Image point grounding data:
+ + + +

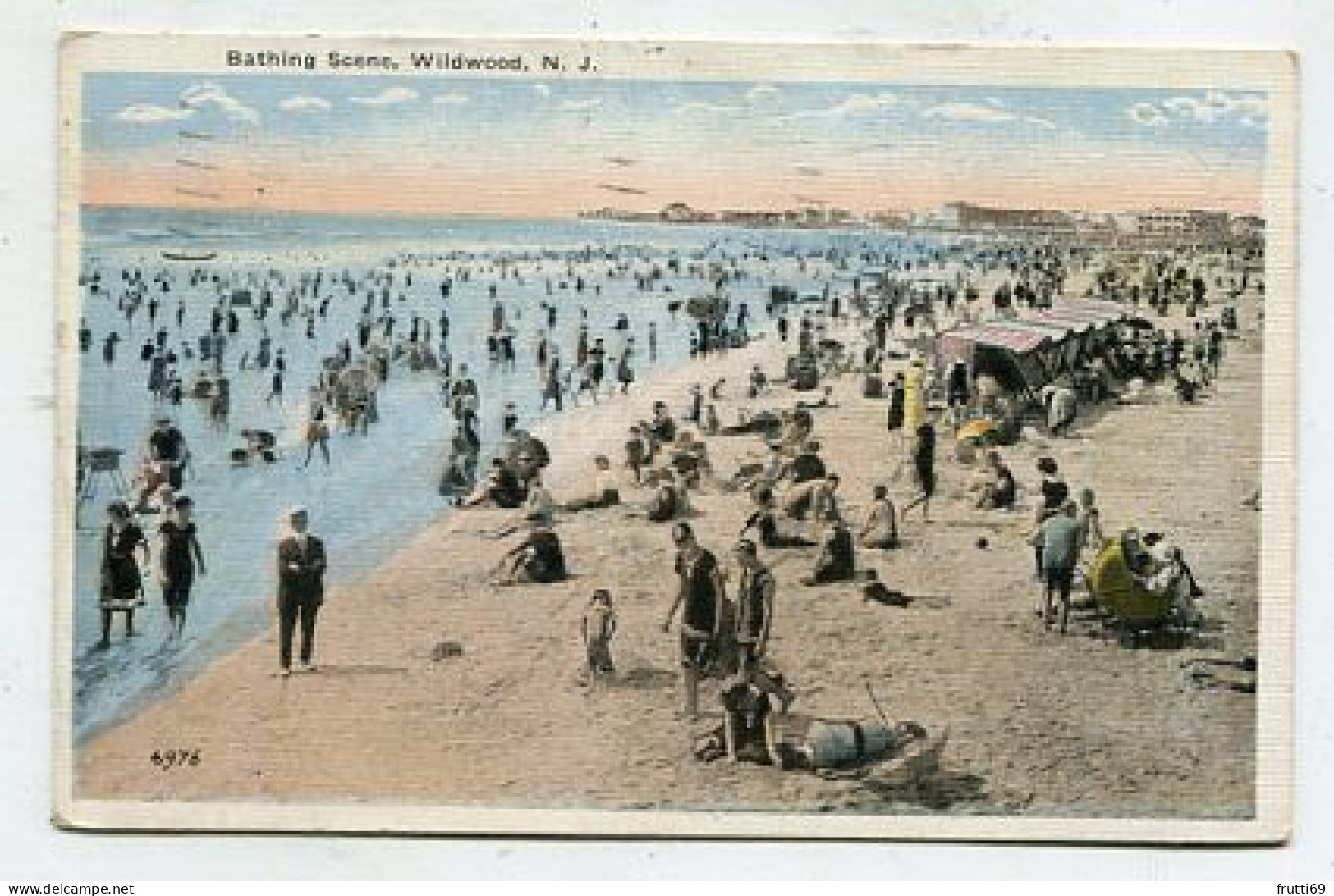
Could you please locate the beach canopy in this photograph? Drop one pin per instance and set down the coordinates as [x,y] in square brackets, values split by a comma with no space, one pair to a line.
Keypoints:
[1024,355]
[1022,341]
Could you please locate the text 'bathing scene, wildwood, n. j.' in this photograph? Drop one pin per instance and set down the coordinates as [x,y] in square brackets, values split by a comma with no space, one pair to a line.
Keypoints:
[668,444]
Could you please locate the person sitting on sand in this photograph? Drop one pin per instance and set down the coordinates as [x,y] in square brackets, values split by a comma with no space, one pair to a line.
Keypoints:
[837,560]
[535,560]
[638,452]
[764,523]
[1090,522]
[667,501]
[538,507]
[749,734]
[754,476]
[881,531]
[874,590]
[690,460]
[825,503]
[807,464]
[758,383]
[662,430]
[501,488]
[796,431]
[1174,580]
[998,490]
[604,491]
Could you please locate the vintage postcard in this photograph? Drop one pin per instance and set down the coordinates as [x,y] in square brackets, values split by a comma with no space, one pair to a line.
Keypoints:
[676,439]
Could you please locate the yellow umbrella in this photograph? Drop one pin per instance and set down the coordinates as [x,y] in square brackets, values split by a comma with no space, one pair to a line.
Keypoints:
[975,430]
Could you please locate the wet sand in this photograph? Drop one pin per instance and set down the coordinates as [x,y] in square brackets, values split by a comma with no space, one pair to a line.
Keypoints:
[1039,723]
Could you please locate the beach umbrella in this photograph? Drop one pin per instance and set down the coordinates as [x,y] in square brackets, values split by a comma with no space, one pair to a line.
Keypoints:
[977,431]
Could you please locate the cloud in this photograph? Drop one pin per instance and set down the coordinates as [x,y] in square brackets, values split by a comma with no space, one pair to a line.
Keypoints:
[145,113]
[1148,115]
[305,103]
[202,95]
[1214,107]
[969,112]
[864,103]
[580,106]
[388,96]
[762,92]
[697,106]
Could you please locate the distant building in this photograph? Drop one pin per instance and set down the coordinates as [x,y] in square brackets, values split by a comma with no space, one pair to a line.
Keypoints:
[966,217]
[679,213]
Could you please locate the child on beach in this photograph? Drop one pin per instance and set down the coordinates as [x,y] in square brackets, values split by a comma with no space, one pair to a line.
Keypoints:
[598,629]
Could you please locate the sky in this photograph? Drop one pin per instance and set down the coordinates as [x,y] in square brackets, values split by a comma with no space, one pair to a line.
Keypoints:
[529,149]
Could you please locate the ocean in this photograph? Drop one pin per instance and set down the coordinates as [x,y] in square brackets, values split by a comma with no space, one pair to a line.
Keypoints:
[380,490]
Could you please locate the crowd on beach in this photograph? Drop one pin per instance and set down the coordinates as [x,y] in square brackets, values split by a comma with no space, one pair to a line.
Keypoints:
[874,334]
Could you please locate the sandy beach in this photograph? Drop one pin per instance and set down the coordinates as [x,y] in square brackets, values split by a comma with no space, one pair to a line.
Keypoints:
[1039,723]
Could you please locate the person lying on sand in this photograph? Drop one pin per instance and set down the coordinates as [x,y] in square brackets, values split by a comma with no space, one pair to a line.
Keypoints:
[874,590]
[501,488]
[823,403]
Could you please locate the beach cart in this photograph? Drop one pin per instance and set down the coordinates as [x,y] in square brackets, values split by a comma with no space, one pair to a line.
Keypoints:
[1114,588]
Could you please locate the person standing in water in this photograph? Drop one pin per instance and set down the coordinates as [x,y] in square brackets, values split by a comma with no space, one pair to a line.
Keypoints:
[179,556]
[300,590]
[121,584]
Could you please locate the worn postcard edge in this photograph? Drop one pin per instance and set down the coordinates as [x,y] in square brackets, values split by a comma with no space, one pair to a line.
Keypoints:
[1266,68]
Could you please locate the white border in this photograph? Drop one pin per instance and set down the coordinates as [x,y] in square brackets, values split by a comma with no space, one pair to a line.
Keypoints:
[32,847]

+ + + +

Please go over the data above and copy each line with "umbrella" in it.

THE COMPLETED TASK:
Could you please locate the yellow umbrella in this photograph? Drop one pin per instance and set down the coordinates as [x,y] in square brackets, values split by a comma with no space, one pair to a line.
Could you please locate the beach umbrella in this photograph? Drop one pin per instance and set down the coordinates as [x,y] in square brackets, values split by a comma with no space, one pair to a line.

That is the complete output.